START Records for processing
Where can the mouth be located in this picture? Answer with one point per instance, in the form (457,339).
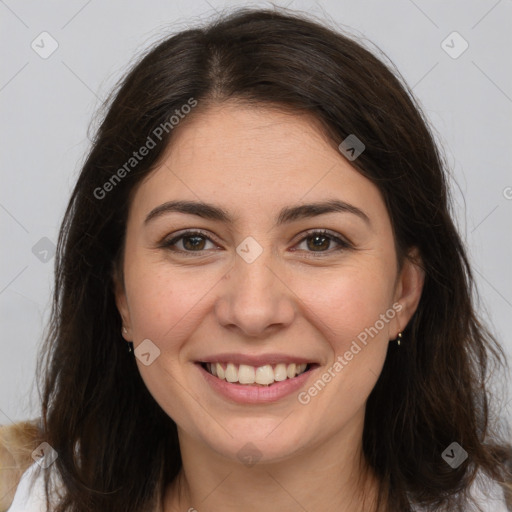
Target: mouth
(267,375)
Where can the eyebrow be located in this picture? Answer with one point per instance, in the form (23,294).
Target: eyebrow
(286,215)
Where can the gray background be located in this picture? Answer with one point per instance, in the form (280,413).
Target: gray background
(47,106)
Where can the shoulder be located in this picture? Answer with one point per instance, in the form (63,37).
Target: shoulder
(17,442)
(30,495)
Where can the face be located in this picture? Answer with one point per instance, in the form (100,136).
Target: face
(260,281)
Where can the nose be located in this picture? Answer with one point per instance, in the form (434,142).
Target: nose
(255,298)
END Records for processing
START Records for processing
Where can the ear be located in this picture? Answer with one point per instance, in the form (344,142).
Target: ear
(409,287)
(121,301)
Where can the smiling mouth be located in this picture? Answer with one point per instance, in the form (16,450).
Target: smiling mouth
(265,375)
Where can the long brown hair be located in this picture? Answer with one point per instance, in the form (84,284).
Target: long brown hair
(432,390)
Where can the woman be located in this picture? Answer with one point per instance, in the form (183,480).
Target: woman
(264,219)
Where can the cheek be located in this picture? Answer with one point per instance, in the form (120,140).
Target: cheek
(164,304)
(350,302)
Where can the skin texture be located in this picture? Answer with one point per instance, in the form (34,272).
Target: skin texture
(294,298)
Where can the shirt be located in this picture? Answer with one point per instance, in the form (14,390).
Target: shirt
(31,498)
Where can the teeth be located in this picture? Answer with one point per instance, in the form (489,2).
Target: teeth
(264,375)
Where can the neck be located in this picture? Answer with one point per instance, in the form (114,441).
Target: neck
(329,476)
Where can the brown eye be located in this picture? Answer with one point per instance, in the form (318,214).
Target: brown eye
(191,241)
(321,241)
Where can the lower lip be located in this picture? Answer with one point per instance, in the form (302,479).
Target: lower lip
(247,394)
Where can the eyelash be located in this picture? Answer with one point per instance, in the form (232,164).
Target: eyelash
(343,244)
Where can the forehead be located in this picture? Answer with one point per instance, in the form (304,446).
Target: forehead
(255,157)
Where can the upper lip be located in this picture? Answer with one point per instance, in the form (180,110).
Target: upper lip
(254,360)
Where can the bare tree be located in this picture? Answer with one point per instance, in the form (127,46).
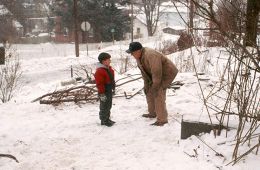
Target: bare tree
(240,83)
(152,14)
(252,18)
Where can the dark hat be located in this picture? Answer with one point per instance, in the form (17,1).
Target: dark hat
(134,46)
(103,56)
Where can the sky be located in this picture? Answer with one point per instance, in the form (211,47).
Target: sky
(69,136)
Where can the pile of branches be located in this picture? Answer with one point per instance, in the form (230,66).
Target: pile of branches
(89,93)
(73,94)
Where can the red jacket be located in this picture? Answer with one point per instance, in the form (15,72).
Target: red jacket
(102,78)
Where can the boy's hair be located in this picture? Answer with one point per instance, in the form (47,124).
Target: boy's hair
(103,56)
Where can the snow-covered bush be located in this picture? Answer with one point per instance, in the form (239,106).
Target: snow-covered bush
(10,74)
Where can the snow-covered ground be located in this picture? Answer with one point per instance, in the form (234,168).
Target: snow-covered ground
END Records for processing
START Records for processing
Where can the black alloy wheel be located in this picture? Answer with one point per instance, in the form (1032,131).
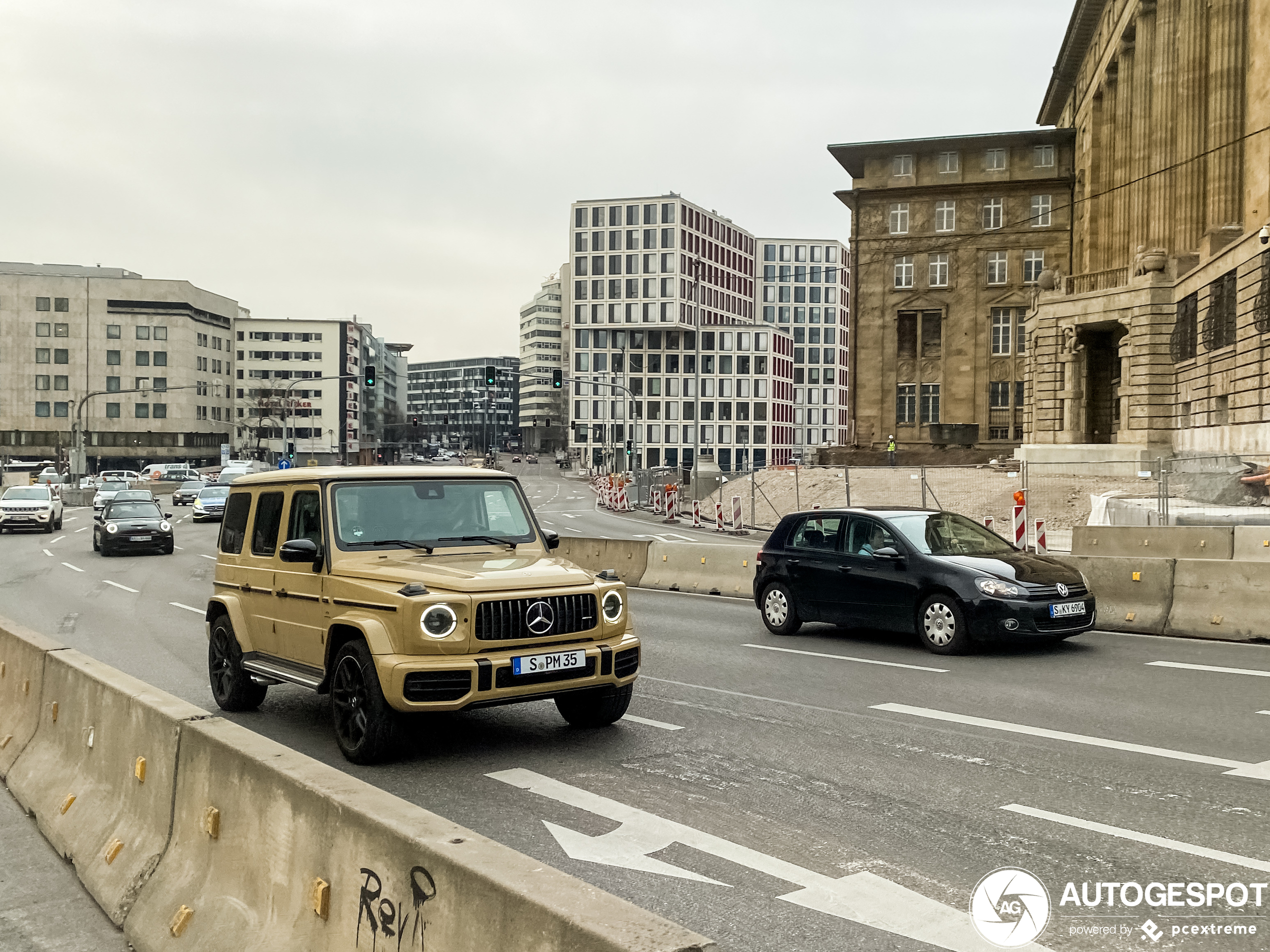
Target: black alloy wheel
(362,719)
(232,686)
END Records for processing
• What the task asks:
Out of the entries above, write out only the lines between the line holding "Where can the skin" and the line holding "Where can the brown", inclusive, each exactly as given.

• Problem solution:
Where can the skin texture be located in this picture? Answer with one point per instance, in the form (34,272).
Target: skin texture
(294,298)
Where can the shirt be located in this picture? Answer with one point per instance, in the form (14,390).
Target: shirt
(31,498)
Where can the teeth be located in this picture? Answer with one point per instance, in the form (489,2).
Target: teeth
(264,375)
Where can the neck be located in this picture? Answer with one point per instance, in the form (114,441).
Target: neck
(329,476)
Where can the brown eye be located in this picture? Answer with one point per instance, in the form (318,214).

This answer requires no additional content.